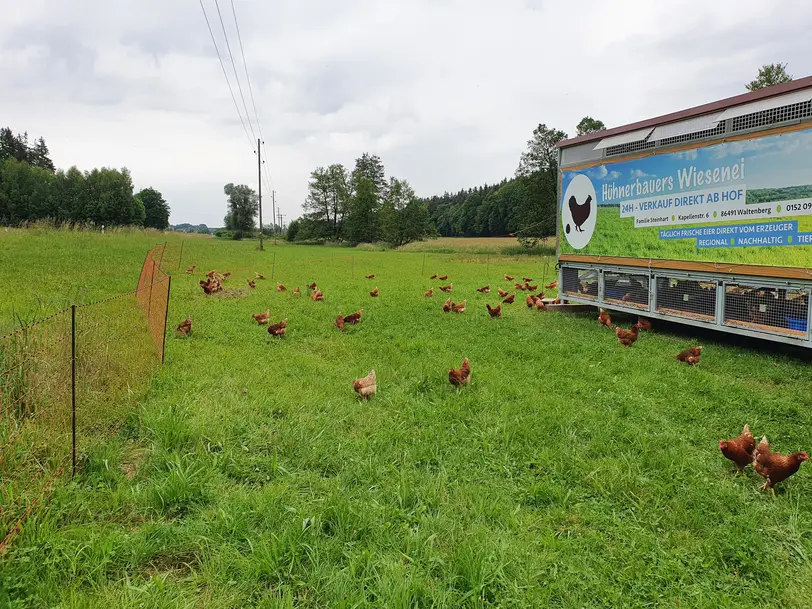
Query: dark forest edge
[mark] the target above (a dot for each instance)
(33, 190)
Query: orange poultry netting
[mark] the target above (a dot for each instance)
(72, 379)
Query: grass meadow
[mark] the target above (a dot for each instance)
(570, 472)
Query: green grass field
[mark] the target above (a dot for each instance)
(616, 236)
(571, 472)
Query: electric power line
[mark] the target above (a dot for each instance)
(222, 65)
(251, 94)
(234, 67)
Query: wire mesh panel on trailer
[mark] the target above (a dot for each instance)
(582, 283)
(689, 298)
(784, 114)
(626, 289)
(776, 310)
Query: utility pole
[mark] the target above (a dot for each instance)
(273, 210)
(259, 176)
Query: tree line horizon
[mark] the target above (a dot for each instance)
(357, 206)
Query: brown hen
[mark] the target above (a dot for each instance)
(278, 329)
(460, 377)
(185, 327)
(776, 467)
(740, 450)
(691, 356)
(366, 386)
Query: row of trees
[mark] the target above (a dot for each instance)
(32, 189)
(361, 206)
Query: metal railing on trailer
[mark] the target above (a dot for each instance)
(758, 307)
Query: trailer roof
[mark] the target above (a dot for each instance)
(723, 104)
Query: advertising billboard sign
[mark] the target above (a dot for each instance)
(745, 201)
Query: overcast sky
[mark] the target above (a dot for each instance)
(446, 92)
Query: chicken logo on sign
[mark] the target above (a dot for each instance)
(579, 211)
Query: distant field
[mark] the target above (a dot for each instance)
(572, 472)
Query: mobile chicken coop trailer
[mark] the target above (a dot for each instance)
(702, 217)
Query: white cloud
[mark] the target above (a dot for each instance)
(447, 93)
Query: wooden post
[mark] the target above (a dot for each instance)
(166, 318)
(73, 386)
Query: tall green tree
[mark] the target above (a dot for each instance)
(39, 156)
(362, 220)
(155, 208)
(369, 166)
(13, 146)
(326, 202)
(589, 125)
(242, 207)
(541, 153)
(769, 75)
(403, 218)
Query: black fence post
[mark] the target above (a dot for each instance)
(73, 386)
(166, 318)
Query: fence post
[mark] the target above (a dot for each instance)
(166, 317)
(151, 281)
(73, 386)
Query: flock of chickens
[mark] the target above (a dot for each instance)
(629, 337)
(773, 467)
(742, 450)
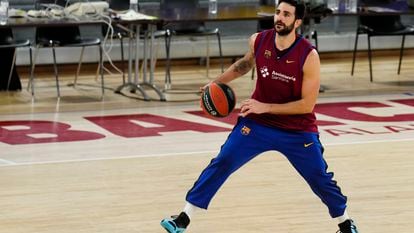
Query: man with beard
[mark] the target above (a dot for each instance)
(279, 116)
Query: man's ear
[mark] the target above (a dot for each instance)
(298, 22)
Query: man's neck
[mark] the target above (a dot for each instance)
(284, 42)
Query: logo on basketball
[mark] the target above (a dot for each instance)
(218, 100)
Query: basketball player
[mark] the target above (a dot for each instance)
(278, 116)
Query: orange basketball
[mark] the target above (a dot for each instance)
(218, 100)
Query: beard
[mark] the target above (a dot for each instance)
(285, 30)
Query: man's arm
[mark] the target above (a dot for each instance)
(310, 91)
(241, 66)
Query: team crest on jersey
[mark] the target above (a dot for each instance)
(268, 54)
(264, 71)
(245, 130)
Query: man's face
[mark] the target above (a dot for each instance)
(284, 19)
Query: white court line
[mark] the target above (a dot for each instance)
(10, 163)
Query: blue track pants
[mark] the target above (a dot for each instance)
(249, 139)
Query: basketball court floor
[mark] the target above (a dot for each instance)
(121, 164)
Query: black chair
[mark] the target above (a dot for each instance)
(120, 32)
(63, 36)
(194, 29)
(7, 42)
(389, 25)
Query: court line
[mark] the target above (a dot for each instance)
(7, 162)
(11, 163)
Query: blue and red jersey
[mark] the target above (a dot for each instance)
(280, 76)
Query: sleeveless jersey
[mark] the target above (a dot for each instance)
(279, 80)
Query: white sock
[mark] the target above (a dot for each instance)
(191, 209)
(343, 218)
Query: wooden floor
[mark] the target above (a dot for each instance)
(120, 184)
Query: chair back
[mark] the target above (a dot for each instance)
********
**Task directions:** Wherever the string "trailer" occurs in the entries, copy that whole line.

**Answer for this exercise:**
Query: wire mesh panel on trailer
Query: metal railing on trailer
Query: trailer roof
Query: mobile chicken coop trailer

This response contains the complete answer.